◆ **Challenge A**
In the entries, from the line containing "Exercise. Locate the bird's leg" down through the end of the entries, change "bird's leg" to "bird's foot" and write those lines out again with nothing else altered.
◆ **Challenge B**
Continue the forum thread about makeup collections and depotting, picking up after its last post.

Wow, that's an impressive collection you got there. I love it all!


----------



## peike (Jan 28, 2006)

Impressive


----------



## allan_willb (Jan 29, 2006)

love the brushes


----------



## Gisselle (Feb 2, 2006)

*depot?*

thanks everyone..

After looking at everyone else's collections.. i think im going to depot.. pro or cons to depotting at this point?


----------



## blueglitter (Feb 2, 2006)

Quote:

   Originally Posted by *Gisselle* 
_thanks everyone..

After looking at everyone else's collections.. i think im going to depot.. pro or cons to depotting at this point?_

 
a Shed load of lipstick and easy to get to eyeshadow


----------



## user2 (Feb 4, 2006)

*sniff * *sniff* I smell free lipsticks!

You can depot your blushes as well!


----------



## lostcaligirl (Feb 4, 2006)

thats a cool collection, I just kept thinking look at all the lipsticks she could get if she depotted lol! I saw that bag with the colored mac writing at my cco.


----------



## Isis (Feb 4, 2006)

Quote:

   Originally Posted by *Gisselle* 
_After looking at everyone else's collections.. i think im going to depot.. pro or cons to depotting at this point?_

 
That would be a really good space-saving thing to do. Plus, like VV said, you'll get lots of free l/s!

◆ **Excerpted data**

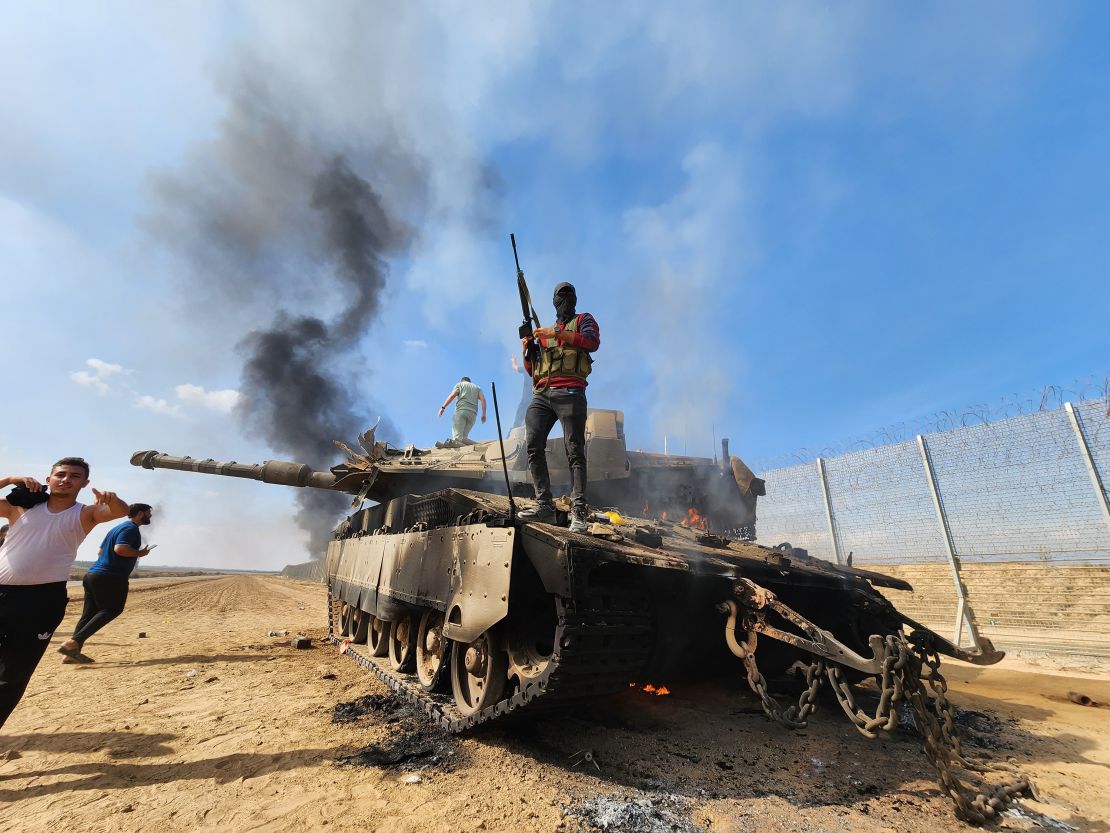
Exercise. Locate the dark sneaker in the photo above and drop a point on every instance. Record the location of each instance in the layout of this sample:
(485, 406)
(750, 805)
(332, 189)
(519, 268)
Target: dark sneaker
(578, 521)
(540, 513)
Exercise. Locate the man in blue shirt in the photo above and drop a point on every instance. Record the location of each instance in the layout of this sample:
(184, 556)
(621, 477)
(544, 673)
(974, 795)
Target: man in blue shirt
(106, 584)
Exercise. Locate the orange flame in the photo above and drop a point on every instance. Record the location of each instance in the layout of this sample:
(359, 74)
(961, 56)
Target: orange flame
(695, 519)
(659, 691)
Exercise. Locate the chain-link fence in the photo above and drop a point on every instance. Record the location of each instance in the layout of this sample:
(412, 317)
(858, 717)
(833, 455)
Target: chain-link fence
(1001, 528)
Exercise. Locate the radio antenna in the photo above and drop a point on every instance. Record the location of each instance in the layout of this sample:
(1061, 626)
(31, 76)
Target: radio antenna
(504, 465)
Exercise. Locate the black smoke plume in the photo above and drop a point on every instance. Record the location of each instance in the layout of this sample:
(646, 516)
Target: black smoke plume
(271, 220)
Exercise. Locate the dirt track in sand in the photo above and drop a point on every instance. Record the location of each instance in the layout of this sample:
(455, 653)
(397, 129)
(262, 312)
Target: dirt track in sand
(209, 724)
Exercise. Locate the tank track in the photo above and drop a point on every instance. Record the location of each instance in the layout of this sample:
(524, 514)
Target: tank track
(603, 641)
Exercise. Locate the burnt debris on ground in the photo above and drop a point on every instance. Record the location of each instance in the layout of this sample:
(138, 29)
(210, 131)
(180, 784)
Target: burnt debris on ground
(412, 743)
(636, 813)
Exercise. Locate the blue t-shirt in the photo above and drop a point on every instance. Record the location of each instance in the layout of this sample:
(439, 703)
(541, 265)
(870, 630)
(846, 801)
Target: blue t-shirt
(109, 563)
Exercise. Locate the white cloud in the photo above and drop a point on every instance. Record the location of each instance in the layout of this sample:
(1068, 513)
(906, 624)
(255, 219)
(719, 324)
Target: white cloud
(222, 401)
(158, 405)
(98, 379)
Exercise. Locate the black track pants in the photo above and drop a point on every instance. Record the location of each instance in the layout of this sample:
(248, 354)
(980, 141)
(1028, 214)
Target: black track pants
(29, 613)
(566, 405)
(104, 596)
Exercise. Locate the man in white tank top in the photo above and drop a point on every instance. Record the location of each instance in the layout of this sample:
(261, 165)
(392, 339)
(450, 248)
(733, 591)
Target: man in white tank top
(34, 562)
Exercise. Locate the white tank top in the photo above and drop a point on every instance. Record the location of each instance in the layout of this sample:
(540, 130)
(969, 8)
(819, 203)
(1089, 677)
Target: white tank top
(41, 545)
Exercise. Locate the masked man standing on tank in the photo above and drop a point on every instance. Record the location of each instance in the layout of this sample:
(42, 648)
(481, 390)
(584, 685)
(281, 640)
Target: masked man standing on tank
(34, 562)
(558, 382)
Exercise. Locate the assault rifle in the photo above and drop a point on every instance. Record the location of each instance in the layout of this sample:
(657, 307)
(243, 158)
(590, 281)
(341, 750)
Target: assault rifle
(532, 352)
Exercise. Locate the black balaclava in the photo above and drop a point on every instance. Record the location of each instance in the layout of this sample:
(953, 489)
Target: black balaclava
(565, 300)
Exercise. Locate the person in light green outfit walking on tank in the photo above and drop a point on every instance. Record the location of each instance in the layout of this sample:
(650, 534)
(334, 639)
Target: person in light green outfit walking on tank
(466, 409)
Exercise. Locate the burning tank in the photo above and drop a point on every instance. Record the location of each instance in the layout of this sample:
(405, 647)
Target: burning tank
(475, 615)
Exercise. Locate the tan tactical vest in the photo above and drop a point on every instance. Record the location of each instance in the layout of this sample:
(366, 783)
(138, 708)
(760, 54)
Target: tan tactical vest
(562, 360)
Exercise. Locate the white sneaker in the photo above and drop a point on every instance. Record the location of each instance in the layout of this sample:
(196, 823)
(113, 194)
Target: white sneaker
(540, 513)
(578, 522)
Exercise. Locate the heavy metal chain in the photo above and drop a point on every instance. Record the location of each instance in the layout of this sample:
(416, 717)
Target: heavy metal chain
(795, 715)
(934, 716)
(905, 664)
(895, 659)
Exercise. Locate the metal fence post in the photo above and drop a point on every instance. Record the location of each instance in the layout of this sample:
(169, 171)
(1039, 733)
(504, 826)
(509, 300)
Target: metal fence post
(964, 613)
(828, 510)
(1086, 451)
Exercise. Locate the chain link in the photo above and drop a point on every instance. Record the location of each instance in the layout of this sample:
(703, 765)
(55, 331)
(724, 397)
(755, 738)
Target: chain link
(910, 671)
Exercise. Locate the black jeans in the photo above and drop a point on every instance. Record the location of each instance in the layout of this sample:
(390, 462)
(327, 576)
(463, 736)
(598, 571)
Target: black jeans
(568, 407)
(29, 613)
(104, 596)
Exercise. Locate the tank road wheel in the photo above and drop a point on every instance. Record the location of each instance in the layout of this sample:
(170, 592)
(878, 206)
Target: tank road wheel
(530, 641)
(377, 636)
(403, 643)
(346, 616)
(431, 651)
(478, 673)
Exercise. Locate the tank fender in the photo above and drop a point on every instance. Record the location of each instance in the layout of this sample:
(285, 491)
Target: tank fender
(551, 562)
(482, 563)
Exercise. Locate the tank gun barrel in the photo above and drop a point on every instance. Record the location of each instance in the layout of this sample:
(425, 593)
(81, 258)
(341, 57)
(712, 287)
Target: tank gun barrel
(280, 472)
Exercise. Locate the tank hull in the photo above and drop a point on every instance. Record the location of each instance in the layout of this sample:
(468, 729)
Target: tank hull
(614, 610)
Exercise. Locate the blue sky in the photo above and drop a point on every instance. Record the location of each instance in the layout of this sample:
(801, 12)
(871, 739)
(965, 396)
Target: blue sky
(795, 223)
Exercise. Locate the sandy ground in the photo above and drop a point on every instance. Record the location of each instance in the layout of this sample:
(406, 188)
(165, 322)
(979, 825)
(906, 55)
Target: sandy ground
(210, 724)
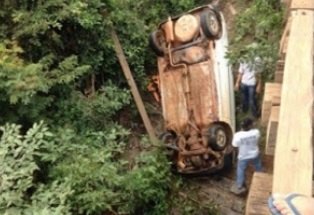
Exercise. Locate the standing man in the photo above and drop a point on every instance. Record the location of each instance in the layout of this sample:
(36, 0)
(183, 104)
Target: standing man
(247, 142)
(249, 84)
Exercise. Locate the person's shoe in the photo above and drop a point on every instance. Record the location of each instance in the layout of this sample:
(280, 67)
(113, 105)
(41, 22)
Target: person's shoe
(238, 190)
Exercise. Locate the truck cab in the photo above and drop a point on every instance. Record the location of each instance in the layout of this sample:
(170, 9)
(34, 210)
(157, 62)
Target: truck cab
(195, 89)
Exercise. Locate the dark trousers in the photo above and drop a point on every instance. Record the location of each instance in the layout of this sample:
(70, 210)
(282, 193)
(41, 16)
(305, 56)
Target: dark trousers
(249, 99)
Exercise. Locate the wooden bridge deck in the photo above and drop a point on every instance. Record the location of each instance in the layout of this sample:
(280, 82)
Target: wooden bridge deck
(293, 161)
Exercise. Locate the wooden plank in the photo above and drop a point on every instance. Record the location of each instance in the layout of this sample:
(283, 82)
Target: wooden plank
(260, 190)
(302, 4)
(136, 95)
(278, 76)
(284, 38)
(294, 150)
(271, 135)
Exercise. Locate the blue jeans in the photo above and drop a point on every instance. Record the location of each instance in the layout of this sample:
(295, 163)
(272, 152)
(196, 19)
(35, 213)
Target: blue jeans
(249, 99)
(242, 165)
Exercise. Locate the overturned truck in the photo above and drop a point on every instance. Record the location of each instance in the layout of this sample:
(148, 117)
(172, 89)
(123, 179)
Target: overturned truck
(195, 88)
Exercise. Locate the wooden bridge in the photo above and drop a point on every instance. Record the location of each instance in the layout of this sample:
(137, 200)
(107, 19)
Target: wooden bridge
(287, 112)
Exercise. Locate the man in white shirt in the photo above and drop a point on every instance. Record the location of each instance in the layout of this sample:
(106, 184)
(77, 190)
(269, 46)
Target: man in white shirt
(249, 84)
(247, 142)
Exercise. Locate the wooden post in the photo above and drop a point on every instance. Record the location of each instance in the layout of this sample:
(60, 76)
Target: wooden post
(293, 168)
(136, 95)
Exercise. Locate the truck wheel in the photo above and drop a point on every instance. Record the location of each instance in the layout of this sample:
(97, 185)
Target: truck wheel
(218, 137)
(211, 24)
(156, 42)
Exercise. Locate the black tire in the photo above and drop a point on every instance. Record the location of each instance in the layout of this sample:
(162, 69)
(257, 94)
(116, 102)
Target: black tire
(156, 44)
(167, 137)
(211, 24)
(218, 137)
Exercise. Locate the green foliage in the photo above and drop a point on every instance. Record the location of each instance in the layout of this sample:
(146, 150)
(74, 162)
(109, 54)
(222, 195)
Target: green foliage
(258, 30)
(18, 157)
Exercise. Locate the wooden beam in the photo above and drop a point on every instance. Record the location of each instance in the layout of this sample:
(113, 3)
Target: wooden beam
(302, 4)
(272, 91)
(136, 95)
(294, 150)
(272, 130)
(260, 191)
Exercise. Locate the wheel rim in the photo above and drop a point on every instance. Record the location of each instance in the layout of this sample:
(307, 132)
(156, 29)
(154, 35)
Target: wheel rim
(221, 138)
(213, 23)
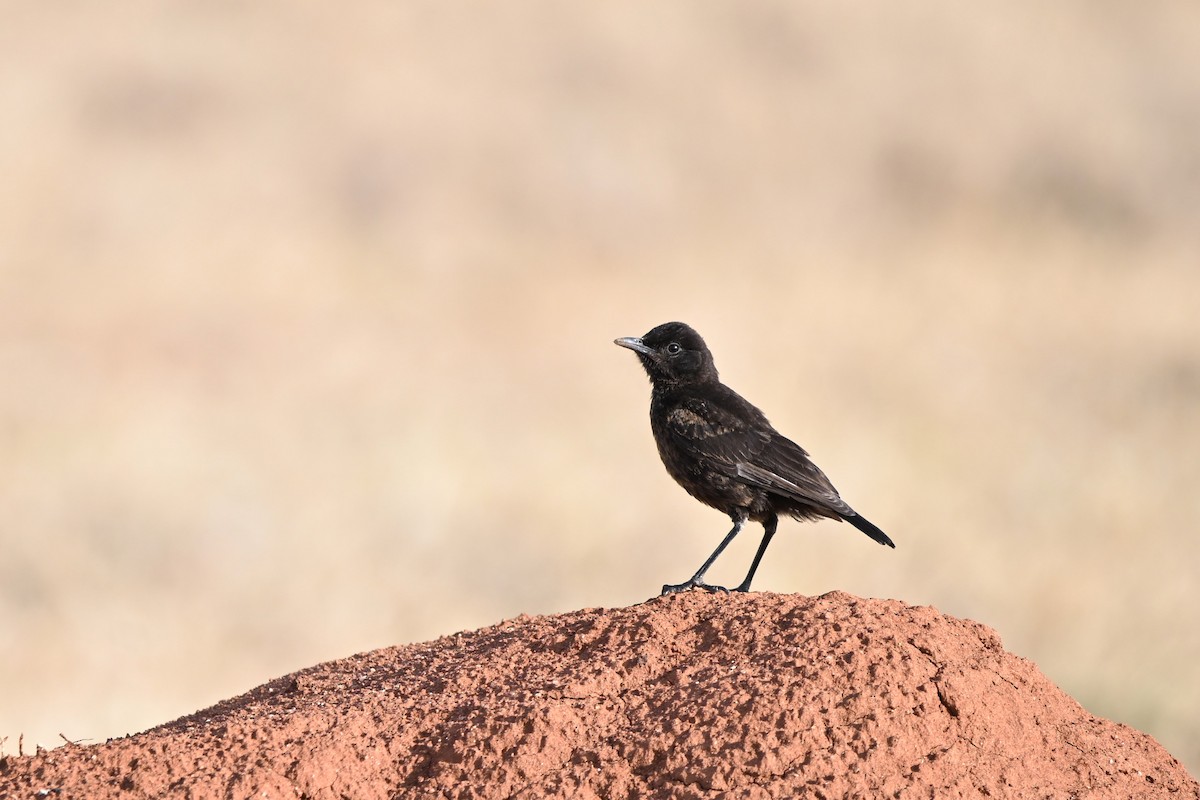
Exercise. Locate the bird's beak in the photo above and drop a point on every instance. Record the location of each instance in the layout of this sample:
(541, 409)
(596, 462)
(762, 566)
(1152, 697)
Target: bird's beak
(634, 343)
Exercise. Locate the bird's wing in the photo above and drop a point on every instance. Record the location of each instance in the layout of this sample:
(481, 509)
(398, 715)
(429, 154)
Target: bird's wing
(718, 432)
(784, 467)
(737, 439)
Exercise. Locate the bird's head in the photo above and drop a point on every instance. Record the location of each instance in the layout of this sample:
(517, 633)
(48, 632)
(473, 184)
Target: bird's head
(673, 353)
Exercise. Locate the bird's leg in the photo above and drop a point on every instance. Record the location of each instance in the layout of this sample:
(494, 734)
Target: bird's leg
(768, 530)
(697, 581)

◆ **Reply A**
Exercise. Locate the bird's foot in the photo above and drop a point on every instance. Record the location of each instance in the layout of this sample:
(494, 734)
Target: bird's foot
(768, 530)
(697, 581)

◆ **Reply B**
----------



## Hikaru-chan (Feb 5, 2006)

Lovely collection.


----------



## mspixieears (Feb 13, 2006)

My collection aspires to be as full as yours in 3 years! I've got 1.5 years to go!


----------



## jennycateyez (Feb 13, 2006)

wow nice collection!


----------



## BeautifulPsycho (Feb 14, 2006)

That is absolutely amazing. Im jealous!!


----------



## kannan (Feb 14, 2006)

wow awesome!!!


----------



## Beautiful1 (Feb 15, 2006)

You Better Work It Out Girlie! You Definitely Got It Going On!


----------



## fireatwill (Feb 26, 2006)

wow! nice.


----------



## Luxurious (Mar 11, 2006)

I like your traincase...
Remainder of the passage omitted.